## TASK DIRECTIONS
Reproduce the stretch of the forum thread below from "For who pays" through "still pretty painful." word for word.

══ DOCUMENT SEGMENT ══

The number of parameters needed for these open weight models has mostly stabilized so the actual memory requirements aren't likely to change all that much.

	▲	dannyw 2 hours ago \| parent [-]
		Correct. The main bottleneck with LLM inference is, and have always been, memory bandwidth. TPS = active weights in GB / your memory bandwidth. That’s it for decode. That’s all.

▲

cogman10 6 hours ago | parent | prev [-]

As in who pays for it or how did I arrive at that number?

For who pays for it, obviously the employer would.

For "how did I arrive at this number" Ballpark estimate from what I know about part cost. Most of that money will go towards AI cards about $5k for the mb, cpu, power supply, etc. $45k would be for as much ram and as big/expensive nVidia cards as you can get your hands on. The B300 has 288GB of VRAM in it. Probably what you'd be after.

▲

fny 6 hours ago | parent | prev | next [-]

The RAM requirements are still pretty painful.

▲

yieldcrv 6 hours ago | parent [-]

equilibrium in one or two more years on the consumer/prosumer side

think Apple M6 or M7 with a currently unforeseen denser memory style, 256gb RAM

a couple inference or cache improvements on the algorithmic side, using less ram for context windows and doubling token speed again

denser open source models, packing more experts for smaller active layers

it'll still be expensive but like $8,000 - $13,000 instead of $450,000 worth of B200s

▲

stingraycharles 6 hours ago | parent [-]

Fairly certain that model sizes and computational requirements will grow as the price for LLM compute drops.

	▲	3stacks 5 hours ago \| parent \| next [-]
		Maybe there's a conversation to be had about how much is enough... Unless something beyond my imagination happened, I would be happy enough with Opus 4.5 levels of productivity
	▲	yieldcrv 5 hours ago \| parent \| prev [-]
		have you seen the open source LLM space? people fulfill all niches and there are active communities at every range of RAM and all are looking for the most capable in their respective range a lot of innovation occurring

▲

fsuts 35 minutes ago | parent | prev | next [-]

Why do you think they are rushing to IPO!!

▲

scosman 3 hours ago | parent | prev | next [-]

It's not economic to run them locally. It's amazing for privacy, and fun hobby. But you're either looking at super slow CPU builds with $10k in RAM, $90k worth of GPUs, or a really quantized model that doesn't compare in quality.

═══
══ ENTRIES SHOWN ══

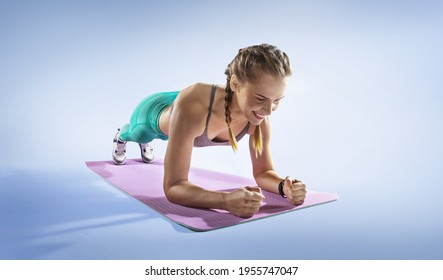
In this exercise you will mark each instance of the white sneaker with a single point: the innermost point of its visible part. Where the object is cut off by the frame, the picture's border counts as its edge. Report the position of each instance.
(147, 153)
(119, 152)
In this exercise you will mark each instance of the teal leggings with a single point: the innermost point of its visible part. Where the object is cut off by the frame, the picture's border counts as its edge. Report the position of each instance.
(144, 124)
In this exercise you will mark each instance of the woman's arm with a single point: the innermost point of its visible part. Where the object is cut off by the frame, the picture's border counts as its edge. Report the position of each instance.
(187, 122)
(266, 176)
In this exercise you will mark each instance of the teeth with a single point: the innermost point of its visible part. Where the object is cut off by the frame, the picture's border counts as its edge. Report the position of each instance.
(258, 115)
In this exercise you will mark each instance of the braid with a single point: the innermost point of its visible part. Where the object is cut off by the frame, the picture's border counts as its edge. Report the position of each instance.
(265, 58)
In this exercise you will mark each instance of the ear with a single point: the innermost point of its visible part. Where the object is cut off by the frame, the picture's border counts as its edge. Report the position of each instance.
(234, 83)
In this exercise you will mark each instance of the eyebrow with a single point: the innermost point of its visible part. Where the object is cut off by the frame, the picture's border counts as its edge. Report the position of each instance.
(262, 96)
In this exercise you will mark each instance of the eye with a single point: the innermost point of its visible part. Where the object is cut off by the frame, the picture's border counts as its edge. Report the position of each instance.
(260, 99)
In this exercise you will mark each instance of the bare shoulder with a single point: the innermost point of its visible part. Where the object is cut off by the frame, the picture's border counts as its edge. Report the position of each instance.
(191, 108)
(194, 96)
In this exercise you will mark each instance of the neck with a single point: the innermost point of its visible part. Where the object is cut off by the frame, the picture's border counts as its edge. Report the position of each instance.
(237, 115)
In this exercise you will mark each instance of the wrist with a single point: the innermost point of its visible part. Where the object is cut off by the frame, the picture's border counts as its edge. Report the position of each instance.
(280, 188)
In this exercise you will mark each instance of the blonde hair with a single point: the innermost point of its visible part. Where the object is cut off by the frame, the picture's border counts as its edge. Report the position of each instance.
(263, 58)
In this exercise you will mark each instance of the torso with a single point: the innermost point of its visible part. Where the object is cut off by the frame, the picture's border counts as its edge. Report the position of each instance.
(198, 96)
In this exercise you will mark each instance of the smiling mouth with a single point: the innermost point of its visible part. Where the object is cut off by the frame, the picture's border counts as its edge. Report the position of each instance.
(258, 116)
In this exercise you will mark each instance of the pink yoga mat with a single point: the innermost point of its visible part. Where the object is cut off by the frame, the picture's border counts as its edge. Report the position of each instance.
(145, 183)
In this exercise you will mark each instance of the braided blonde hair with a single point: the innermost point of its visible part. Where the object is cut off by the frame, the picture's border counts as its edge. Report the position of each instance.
(265, 58)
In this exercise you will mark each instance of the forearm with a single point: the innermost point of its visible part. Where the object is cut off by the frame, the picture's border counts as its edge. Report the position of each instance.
(268, 180)
(187, 194)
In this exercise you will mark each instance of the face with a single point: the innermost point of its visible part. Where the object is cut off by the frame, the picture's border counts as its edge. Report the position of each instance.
(258, 99)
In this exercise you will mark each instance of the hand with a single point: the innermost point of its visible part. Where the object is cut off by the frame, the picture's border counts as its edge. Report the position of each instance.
(244, 202)
(294, 190)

═══

## RESULT
For who pays for it, obviously the employer would.

For "how did I arrive at this number" Ballpark estimate from what I know about part cost. Most of that money will go towards AI cards about $5k for the mb, cpu, power supply, etc. $45k would be for as much ram and as big/expensive nVidia cards as you can get your hands on. The B300 has 288GB of VRAM in it. Probably what you'd be after.

▲

fny 6 hours ago | parent | prev | next [-]

The RAM requirements are still pretty painful.